#### YOUR ASSIGNMENT
Instruction for the data below: set down exactly the lines from the line with "point(1272, 630)" to the line with "point(383, 405)", inclusive, and no others.

--- START ---

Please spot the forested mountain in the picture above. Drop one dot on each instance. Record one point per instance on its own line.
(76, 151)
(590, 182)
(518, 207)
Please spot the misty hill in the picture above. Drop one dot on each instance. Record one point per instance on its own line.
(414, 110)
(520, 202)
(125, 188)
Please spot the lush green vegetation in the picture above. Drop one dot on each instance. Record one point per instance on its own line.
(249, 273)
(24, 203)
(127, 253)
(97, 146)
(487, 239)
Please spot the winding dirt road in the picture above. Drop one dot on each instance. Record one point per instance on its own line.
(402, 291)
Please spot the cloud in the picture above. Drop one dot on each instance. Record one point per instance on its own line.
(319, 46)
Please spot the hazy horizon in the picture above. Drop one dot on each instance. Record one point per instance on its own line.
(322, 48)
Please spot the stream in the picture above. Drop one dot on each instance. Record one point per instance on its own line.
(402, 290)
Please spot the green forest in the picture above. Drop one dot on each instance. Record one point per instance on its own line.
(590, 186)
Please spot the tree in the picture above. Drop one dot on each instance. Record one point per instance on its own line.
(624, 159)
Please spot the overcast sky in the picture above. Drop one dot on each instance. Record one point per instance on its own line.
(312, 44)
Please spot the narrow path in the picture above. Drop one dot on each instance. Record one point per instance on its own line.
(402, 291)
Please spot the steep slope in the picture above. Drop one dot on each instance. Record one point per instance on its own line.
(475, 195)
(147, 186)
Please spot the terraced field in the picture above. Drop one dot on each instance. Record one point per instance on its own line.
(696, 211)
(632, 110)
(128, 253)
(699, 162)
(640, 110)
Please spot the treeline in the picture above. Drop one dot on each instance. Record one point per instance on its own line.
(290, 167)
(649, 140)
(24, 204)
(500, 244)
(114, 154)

--- END ---
--- START ---

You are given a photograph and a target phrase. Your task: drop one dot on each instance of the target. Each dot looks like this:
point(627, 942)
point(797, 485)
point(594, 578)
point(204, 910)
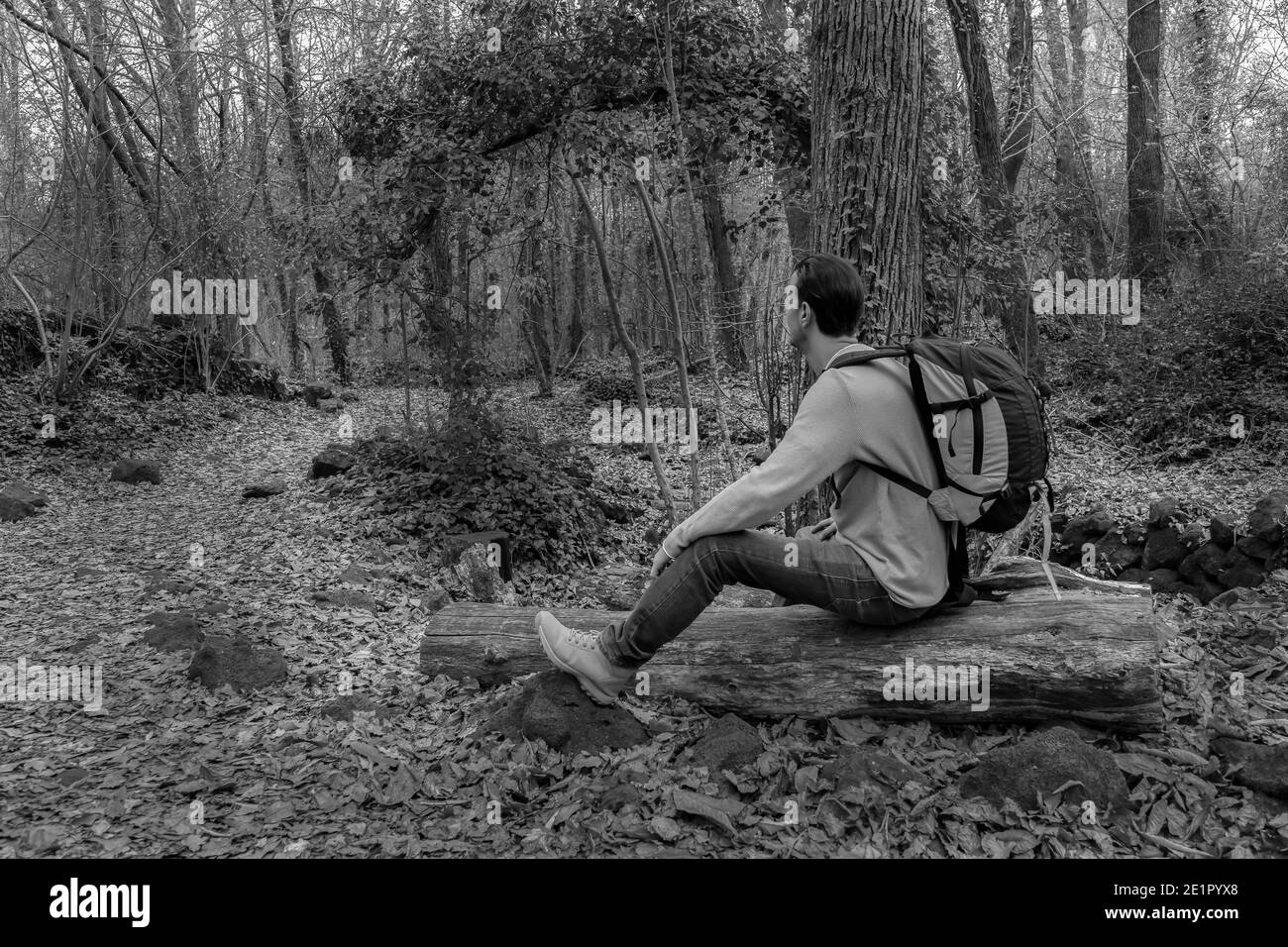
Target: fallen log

--- END ---
--- START ---

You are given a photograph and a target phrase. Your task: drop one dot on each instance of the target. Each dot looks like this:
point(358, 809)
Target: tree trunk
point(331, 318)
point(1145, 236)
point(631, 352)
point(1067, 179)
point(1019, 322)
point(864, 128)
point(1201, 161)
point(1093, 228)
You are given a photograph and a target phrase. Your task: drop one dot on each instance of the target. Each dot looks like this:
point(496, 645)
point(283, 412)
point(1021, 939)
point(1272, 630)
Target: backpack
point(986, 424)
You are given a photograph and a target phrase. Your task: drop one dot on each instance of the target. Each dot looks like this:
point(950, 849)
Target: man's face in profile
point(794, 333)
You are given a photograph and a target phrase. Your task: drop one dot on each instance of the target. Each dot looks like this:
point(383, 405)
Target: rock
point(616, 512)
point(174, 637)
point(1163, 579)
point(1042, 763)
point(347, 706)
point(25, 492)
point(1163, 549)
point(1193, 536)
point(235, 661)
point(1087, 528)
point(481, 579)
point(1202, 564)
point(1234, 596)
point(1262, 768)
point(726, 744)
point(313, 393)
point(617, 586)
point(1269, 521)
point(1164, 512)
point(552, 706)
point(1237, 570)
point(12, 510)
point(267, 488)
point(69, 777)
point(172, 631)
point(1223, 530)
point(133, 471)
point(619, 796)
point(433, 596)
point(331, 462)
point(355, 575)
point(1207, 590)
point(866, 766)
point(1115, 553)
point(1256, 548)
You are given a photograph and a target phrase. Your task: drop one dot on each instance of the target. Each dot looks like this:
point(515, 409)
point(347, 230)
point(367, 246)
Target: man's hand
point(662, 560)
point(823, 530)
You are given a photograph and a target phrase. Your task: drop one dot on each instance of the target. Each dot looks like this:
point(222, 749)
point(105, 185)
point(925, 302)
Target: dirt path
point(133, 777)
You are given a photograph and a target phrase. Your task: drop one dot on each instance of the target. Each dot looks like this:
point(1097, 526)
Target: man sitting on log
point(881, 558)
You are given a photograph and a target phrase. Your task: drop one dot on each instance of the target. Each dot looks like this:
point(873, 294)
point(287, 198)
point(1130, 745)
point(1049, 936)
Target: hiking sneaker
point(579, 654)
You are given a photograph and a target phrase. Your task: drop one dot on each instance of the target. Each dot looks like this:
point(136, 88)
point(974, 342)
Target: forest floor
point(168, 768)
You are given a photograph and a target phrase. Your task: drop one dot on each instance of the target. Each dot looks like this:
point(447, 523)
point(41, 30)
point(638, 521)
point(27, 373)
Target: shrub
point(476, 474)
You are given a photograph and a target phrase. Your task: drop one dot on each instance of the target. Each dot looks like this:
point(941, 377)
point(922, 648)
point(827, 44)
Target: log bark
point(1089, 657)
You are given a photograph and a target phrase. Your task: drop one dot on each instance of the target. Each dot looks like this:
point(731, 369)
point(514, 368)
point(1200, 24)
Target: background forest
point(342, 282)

--- END ---

#### OUTPUT OF THE EXERCISE
point(1272, 630)
Target: backpack
point(986, 424)
You are given a photograph and a target phrase. Your task: drop one dot on each instance of the target. Each dot looks like this:
point(950, 849)
Target: man's face in profile
point(794, 333)
You are given a photograph and a target phrase. Your task: drop one dot on each instance of the target. Each dot looks like this:
point(383, 405)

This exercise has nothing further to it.